* _Activity_
Each line below that contains the word "instance" must be copied.

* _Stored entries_

○ ○ ○

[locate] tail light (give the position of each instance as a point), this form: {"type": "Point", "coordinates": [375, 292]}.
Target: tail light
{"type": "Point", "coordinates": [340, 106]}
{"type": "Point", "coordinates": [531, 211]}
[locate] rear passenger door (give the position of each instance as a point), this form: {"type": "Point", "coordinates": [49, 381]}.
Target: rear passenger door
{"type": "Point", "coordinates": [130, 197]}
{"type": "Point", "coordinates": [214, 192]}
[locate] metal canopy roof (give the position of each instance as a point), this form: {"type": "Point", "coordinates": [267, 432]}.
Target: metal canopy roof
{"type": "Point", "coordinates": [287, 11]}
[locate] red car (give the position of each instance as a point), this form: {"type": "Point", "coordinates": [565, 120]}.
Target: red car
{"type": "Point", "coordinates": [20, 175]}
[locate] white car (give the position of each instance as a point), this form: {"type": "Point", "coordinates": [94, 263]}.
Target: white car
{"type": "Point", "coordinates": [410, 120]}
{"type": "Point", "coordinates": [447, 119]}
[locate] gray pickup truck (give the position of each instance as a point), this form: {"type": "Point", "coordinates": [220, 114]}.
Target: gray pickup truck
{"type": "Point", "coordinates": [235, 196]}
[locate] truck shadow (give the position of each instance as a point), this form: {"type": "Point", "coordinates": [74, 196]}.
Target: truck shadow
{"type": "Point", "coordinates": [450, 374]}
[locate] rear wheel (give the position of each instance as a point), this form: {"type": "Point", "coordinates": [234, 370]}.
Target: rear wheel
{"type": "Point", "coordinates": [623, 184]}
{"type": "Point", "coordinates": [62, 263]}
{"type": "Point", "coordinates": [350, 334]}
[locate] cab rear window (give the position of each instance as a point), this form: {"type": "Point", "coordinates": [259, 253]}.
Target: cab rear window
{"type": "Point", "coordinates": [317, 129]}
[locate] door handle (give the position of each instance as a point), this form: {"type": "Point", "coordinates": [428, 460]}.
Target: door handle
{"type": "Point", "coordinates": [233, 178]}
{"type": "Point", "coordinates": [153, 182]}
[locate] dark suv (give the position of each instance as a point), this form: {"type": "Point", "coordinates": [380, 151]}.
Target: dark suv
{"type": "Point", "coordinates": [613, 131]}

○ ○ ○

* _Answer box_
[locate] tail light (give the position of each instance as a point), this form: {"type": "Point", "coordinates": [375, 292]}.
[locate] rear passenger door (give the position of each instance as a point), this form: {"type": "Point", "coordinates": [49, 381]}.
[locate] metal canopy roof (give the position of each instance as a point), this form: {"type": "Point", "coordinates": [267, 432]}.
[locate] red car (give the position of each instance as a point), this form: {"type": "Point", "coordinates": [565, 120]}.
[locate] white car (give the position of each instance as a point), this form: {"type": "Point", "coordinates": [94, 263]}.
[locate] gray pickup truck (give the position of each instance as a point), this form: {"type": "Point", "coordinates": [220, 114]}.
[locate] truck shadow (give the position of each instance as a point), this form: {"type": "Point", "coordinates": [74, 196]}.
[locate] rear wheel (give the position of each instance as a point), this form: {"type": "Point", "coordinates": [234, 370]}.
[locate] cab rear window (give the position of each instance as a point), this form: {"type": "Point", "coordinates": [259, 253]}.
[locate] door handle (give the position of each instance as a point), this form: {"type": "Point", "coordinates": [428, 460]}.
[locate] dark suv (give the position of each instance as a point), this form: {"type": "Point", "coordinates": [380, 151]}.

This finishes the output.